- Objective -
Please pull out each line of the data below that contains the word "rock", copying each such line in full.

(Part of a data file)
— start —

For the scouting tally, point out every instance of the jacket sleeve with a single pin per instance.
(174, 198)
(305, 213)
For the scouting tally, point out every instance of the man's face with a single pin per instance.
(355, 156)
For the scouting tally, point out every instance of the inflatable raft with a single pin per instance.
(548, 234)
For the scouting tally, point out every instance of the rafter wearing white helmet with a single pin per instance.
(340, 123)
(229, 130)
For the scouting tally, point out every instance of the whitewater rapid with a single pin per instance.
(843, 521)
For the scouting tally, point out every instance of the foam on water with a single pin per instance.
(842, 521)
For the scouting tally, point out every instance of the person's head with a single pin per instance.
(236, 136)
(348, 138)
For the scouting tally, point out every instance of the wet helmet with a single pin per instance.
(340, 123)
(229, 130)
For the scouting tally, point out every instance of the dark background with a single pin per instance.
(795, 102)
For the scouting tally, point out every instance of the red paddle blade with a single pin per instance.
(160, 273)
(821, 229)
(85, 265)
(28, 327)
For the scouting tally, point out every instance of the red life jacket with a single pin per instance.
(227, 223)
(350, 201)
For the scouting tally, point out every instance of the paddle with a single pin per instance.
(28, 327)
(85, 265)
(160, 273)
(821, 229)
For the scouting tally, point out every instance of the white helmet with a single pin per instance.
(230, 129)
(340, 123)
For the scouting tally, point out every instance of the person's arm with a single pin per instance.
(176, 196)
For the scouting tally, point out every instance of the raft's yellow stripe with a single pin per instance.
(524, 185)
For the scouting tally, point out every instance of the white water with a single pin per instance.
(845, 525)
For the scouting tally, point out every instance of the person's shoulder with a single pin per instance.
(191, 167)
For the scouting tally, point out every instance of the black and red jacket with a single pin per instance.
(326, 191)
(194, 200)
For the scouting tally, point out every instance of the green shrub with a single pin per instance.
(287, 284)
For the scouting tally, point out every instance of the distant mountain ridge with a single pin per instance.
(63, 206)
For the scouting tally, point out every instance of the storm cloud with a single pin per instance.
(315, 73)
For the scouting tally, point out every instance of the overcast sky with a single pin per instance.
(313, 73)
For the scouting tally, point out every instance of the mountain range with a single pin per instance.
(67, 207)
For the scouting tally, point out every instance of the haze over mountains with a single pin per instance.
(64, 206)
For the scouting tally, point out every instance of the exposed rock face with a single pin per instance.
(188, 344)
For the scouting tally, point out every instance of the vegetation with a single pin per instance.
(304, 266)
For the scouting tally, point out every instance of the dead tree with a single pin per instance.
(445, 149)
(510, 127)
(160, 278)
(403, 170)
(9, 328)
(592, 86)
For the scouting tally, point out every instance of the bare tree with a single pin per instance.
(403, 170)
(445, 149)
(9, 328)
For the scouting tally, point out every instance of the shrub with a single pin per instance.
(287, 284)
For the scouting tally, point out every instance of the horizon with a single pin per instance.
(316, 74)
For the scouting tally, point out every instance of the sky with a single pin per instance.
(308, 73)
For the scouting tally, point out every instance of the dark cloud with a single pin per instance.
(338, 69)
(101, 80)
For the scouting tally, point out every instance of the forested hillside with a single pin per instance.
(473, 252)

— end —
— start —

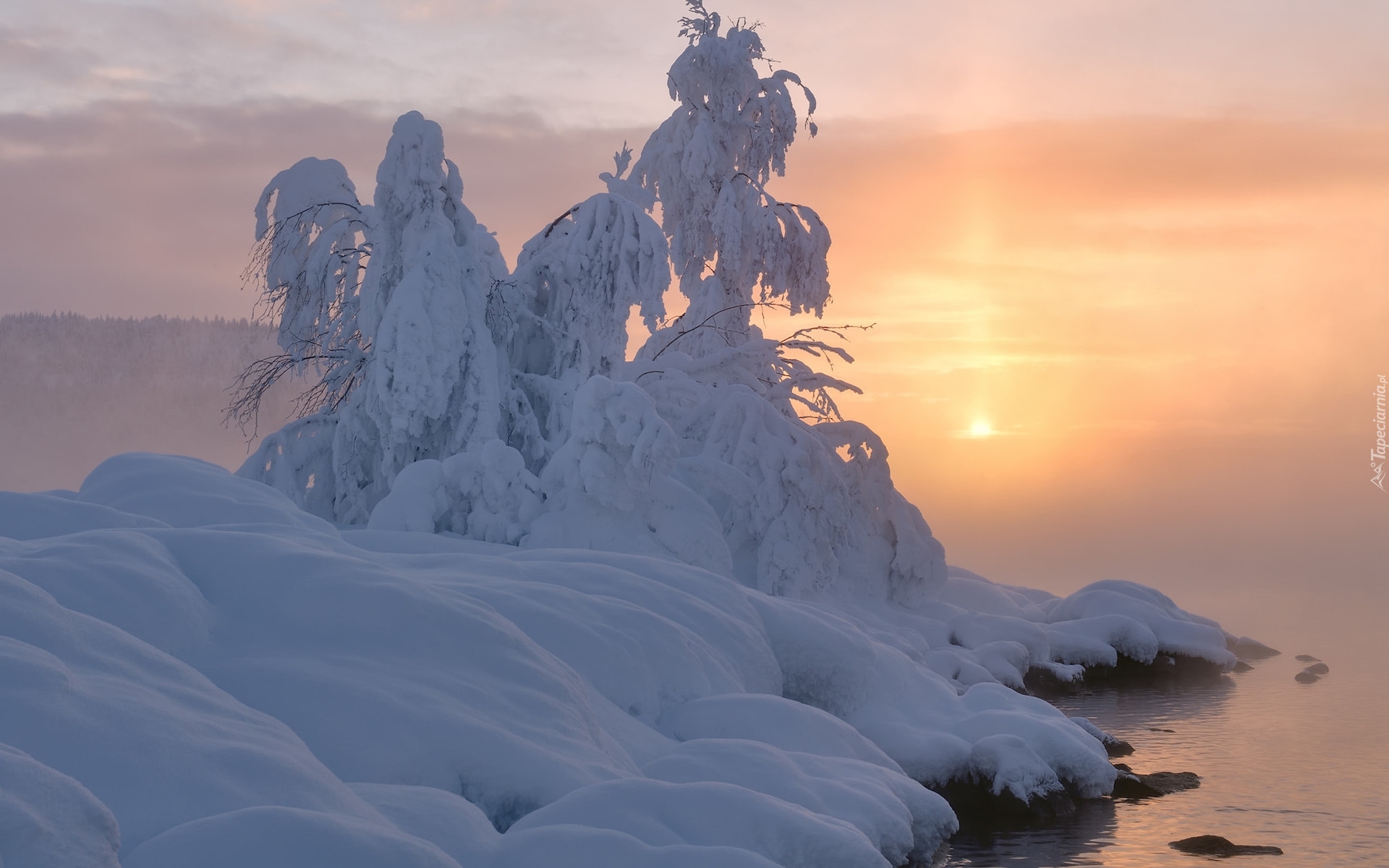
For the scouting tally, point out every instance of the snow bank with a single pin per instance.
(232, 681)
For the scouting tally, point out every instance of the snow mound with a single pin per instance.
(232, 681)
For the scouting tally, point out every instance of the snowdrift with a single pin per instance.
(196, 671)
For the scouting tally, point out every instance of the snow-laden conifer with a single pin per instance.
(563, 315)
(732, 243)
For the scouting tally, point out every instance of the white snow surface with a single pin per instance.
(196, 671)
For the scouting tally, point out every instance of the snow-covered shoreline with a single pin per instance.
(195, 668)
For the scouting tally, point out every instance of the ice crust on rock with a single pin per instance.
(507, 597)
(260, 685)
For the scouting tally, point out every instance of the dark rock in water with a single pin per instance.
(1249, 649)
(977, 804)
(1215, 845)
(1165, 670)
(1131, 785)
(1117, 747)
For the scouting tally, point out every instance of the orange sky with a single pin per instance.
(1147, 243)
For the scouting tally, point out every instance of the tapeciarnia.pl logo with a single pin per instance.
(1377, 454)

— end —

- Finished answer -
For the scouting tally, point out every instance of the exposed rock face with a single pin per instance.
For the scouting tally, point out every instance of the ice crust on rock with a single pin per instance.
For the scouting tally, point out every instance of the dark rock in water with a single pin per instance.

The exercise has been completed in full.